■ USING THE INFORMATION ■
- 1) Could you copy the Sefaria simple-text schema page from "The Structure of" up to and including "containing the text."?
- 2) Will you continue the Sefaria simple-text schema page from the point where it ends?

PAGE EXTRACT below:

The Structure of a Simple Text

Exploring the Index schema for "simple" texts at Sefaria.

The Schema of a Simple Text

The simplest Index records in the system have schema trees with just one node - a content node. Specifically, they have a JaggedArrayNode, which is a type of content node.

A Single-Node-Tree for a Simple Text

A Single-Node-Tree for a Simple Text

For the JaggedArrayNode there's a corresponding JaggedArray on the Version (not included in the diagram) containing the text.

Example: The Book of Genesis

An example of a simple schema is the book of Genesis. The text for Genesis is stored in a depth 2 JaggedArray - an array of elements of elements. Each outer element represents a chapter, and each element within that element is an array of strings, which are verses.

The content for this book looks like this:

[
  ["Verse 1:1", "Verse 1:2", ...] # Chapter 1
  ["Verse 2:1", "Verse 2:2", ...] # Chapter 2
  [...] 
]

The Index schema describing the book looks like this.

{
    "title" : "Genesis",
    "maps" : [],
    "order" : [1, 1],
    "categories" : ["Tanach", "Torah"],
    "schema" : {
        "titles" : [ 
            {
                "lang" : "en",
                "text" : "Genesis",
                "primary" : True
            }, 
            {
                "lang" : "en",
                "text" : "Bereishit"
            }, 
            {
                "lang" : "he",
                "text" : "בראשית",
                "primary" : True
            }
        ],
        "nodeType" : "JaggedArrayNode",
        "lengths" : [50, 1533],
        "depth" : 2,
        "sectionNames" : ["Chapter", "Verse"],
        "addressTypes" : ["Integer", "Integer"],
        "key" : "Genesis"

End of PAGE EXTRACT.
EXTRACTED ENTRIES below:

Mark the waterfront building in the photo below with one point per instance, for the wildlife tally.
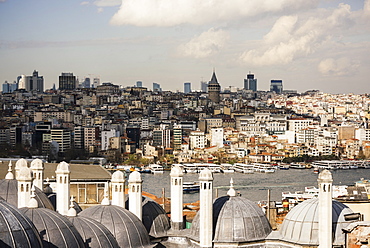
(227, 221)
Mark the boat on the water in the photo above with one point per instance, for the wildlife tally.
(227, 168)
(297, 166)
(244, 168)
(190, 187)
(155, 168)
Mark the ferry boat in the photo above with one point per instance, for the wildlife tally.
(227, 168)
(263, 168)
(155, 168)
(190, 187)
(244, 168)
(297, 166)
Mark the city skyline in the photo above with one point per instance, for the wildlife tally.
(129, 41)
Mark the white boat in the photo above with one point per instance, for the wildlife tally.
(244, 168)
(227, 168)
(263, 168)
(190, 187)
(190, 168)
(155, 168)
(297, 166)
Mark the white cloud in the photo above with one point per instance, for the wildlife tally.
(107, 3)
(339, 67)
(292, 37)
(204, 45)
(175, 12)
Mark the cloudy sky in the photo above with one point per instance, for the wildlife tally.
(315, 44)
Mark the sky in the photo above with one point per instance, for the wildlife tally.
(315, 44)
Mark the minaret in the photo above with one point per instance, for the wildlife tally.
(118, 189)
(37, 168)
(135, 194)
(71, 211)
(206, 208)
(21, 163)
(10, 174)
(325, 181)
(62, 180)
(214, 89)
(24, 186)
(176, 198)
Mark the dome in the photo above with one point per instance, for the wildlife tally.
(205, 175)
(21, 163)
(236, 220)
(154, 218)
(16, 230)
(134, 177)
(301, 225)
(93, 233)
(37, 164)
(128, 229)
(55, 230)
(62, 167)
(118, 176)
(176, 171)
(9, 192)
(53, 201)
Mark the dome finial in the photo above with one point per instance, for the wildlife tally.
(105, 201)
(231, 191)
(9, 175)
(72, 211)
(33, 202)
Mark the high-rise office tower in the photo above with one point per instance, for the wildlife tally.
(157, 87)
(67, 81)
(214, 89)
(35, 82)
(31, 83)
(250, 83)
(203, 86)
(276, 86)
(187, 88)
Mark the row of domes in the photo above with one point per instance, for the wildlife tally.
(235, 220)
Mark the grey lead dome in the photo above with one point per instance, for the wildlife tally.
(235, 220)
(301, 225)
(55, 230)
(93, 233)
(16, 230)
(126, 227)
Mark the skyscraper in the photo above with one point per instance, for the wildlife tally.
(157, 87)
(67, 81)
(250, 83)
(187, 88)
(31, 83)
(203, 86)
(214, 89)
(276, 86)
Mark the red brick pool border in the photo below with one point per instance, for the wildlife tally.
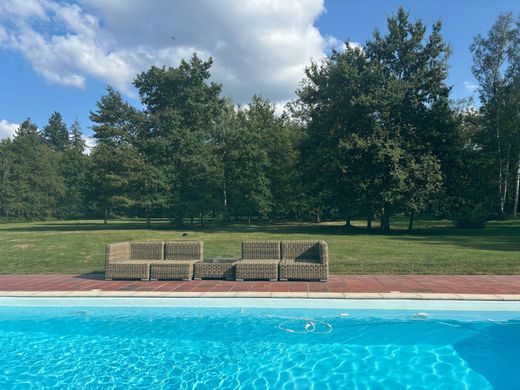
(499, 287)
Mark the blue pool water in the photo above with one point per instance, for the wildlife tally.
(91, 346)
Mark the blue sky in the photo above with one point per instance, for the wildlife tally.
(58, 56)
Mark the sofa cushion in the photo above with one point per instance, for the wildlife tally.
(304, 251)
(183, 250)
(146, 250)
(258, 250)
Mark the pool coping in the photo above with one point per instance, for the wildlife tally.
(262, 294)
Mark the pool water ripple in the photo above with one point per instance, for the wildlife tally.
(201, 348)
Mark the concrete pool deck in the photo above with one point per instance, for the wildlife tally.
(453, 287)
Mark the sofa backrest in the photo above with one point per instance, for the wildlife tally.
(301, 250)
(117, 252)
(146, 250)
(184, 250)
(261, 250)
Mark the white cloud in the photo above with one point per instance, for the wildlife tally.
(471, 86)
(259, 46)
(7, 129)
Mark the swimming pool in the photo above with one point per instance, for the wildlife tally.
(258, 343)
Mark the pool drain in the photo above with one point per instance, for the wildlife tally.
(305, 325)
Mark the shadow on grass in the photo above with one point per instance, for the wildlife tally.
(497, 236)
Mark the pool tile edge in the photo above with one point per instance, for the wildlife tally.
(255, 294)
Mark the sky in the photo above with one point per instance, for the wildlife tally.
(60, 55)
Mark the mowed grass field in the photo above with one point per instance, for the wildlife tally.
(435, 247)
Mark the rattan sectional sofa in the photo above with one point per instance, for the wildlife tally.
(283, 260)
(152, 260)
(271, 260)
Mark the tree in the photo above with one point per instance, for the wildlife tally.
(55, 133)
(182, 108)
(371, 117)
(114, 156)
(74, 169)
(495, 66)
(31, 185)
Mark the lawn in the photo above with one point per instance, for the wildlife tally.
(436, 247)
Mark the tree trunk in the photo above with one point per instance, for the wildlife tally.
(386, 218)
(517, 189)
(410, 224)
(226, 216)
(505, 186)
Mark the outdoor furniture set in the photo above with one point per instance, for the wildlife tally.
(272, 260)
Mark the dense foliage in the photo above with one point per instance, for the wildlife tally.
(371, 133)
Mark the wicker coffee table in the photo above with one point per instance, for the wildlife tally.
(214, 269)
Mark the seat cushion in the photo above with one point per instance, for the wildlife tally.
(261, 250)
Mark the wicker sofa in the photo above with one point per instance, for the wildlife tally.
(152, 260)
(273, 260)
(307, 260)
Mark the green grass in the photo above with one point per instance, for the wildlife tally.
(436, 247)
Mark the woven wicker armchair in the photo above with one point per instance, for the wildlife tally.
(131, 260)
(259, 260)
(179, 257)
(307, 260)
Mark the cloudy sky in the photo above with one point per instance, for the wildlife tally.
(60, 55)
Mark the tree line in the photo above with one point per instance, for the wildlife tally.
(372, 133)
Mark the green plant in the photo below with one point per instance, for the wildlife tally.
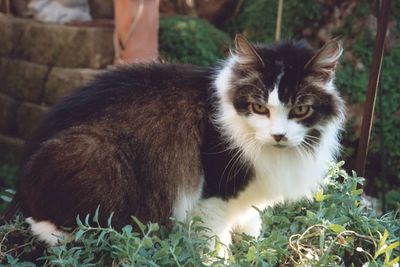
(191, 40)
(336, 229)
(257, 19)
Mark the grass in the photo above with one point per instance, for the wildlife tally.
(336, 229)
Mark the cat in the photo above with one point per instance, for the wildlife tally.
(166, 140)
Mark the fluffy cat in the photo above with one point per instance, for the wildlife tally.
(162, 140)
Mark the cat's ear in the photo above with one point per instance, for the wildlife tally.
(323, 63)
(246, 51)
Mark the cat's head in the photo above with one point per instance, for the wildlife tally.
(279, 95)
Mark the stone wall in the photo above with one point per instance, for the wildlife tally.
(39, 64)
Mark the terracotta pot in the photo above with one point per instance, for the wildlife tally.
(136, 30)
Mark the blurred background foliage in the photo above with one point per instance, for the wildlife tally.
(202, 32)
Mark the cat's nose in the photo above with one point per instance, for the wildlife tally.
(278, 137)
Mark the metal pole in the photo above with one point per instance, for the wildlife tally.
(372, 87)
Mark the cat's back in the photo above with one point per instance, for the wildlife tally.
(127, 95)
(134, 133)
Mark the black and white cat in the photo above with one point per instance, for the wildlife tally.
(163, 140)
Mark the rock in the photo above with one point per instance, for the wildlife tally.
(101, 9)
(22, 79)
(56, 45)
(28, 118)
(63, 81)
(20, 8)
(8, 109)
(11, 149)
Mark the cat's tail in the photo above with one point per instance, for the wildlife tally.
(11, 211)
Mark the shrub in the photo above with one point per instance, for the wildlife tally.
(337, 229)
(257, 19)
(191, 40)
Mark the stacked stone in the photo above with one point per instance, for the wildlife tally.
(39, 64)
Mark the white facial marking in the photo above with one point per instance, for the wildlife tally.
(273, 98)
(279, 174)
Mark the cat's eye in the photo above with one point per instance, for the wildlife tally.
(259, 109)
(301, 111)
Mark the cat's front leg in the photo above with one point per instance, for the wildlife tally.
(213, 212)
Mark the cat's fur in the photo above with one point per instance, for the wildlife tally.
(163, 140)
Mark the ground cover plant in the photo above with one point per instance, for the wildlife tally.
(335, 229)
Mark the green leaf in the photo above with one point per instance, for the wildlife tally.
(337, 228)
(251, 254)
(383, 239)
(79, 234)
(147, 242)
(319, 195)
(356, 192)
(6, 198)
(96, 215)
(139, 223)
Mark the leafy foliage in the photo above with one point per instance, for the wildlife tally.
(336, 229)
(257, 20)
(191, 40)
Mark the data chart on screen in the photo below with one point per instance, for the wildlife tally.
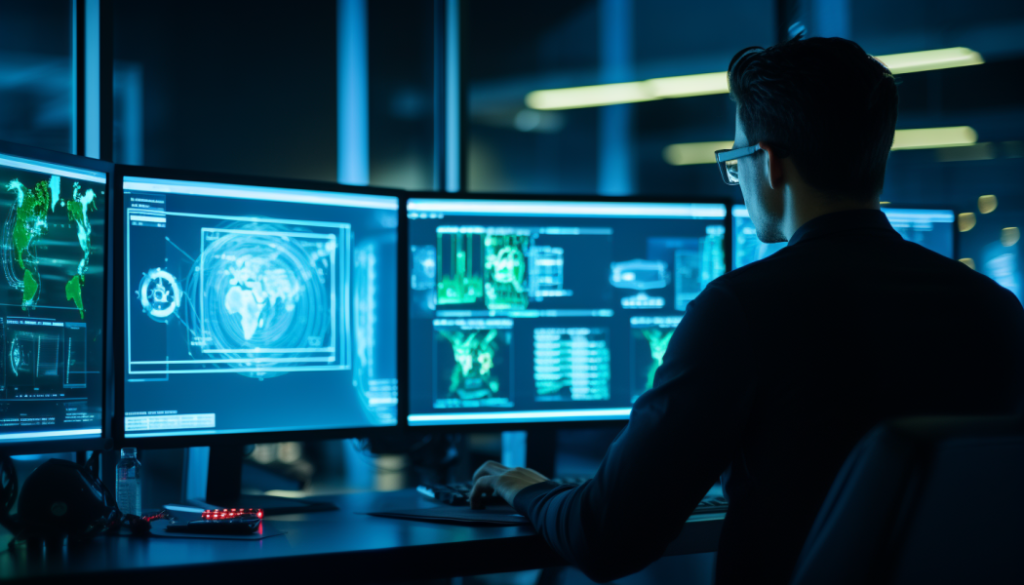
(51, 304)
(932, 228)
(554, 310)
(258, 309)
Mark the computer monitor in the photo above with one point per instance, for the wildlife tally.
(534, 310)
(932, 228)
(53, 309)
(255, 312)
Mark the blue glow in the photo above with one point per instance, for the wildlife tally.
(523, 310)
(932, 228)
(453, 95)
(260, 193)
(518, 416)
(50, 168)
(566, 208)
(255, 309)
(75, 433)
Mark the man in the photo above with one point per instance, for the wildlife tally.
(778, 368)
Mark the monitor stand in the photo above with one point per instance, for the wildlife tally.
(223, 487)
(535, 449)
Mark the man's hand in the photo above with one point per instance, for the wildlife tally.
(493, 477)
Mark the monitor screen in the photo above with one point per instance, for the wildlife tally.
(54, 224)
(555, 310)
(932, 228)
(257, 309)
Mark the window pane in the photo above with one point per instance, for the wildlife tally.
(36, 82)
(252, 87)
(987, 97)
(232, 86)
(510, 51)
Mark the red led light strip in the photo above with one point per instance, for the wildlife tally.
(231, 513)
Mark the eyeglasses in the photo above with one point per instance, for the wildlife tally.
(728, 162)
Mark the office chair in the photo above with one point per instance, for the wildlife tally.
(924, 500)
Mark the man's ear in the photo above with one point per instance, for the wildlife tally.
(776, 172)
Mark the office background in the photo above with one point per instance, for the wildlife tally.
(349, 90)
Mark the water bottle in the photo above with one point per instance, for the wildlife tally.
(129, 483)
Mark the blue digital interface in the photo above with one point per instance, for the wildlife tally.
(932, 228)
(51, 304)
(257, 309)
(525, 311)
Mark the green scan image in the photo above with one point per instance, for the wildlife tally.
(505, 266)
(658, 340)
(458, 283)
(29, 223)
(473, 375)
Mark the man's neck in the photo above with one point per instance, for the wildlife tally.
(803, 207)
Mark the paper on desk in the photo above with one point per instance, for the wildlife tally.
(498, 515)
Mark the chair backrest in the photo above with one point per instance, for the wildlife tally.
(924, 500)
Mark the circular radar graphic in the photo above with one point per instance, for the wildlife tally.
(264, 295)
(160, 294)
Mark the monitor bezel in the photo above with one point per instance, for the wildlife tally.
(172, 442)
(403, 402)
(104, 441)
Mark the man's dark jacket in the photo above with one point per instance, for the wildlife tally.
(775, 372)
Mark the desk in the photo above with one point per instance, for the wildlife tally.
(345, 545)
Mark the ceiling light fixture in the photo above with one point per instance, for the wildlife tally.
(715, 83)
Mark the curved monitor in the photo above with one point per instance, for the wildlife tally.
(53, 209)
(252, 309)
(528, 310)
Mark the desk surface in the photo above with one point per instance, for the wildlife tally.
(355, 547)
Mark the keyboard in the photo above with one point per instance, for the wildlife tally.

End of EXTRACTED ENTRIES.

■ RESPONSES ■
- 1)
The Structure of a Simple Text

Exploring the Index schema for "simple" texts at Sefaria.

The Schema of a Simple Text

The simplest Index records in the system have schema trees with just one node - a content node. Specifically, they have a JaggedArrayNode, which is a type of content node.

A Single-Node-Tree for a Simple Text

A Single-Node-Tree for a Simple Text

For the JaggedArrayNode there's a corresponding JaggedArray on the Version (not included in the diagram) containing the text.

- 2)
    }
}

Let's dive into the various properties on the schema:

PropertyValue in GenesisExplanation
keyGenesisA text field. For a single node schema like this, the value of key is the same as the value of the title"field on the Index record.
nodeTypeJaggedArrayNodeThis corresponds to a related class in the Python code. The value, JaggedArrayNode, is currently the only one that is always used for single-node classes.
titles[ { "lang" : "en", "text" : "Genesis", "primary" : True }, { "lang" : "en", "text" : "Breishit" }, { "lang" : "he", "text" : "בראשית", "primary" :True } ]An array of dictionaries specifying titles for this node (for full description of how titles work, see Titles. Each title dictionary has two required keys:
- text : The title string
- lang: Either "en" or "he"
- primary: This field needs to be present and True for exactly one Hebrew and one English title.
depth2The depth of the JaggedArray. A two dimensional array (i.e. a list of lists) would have a depth of 2, and a three dimensional array (i.e. a list of lists of lists) would have a depth of 3, etc.
addressTypes["Integer", "Integer"]Array with depth number of values, each one indicating how that level of the JaggedArray is addressed. Most commonly, these values are Integer, but could also be Talmud, or some less common values defined in safaria.model.schema
sectionNames["Chapter","Verse"]Array with depth number of values, each one a string name for that level of the JaggedArray.
toc_zoomn/aAn Integer value primarily used to adjust the way we choose to organize commentaries around the base text (and therefore not present on the Index of Genesis).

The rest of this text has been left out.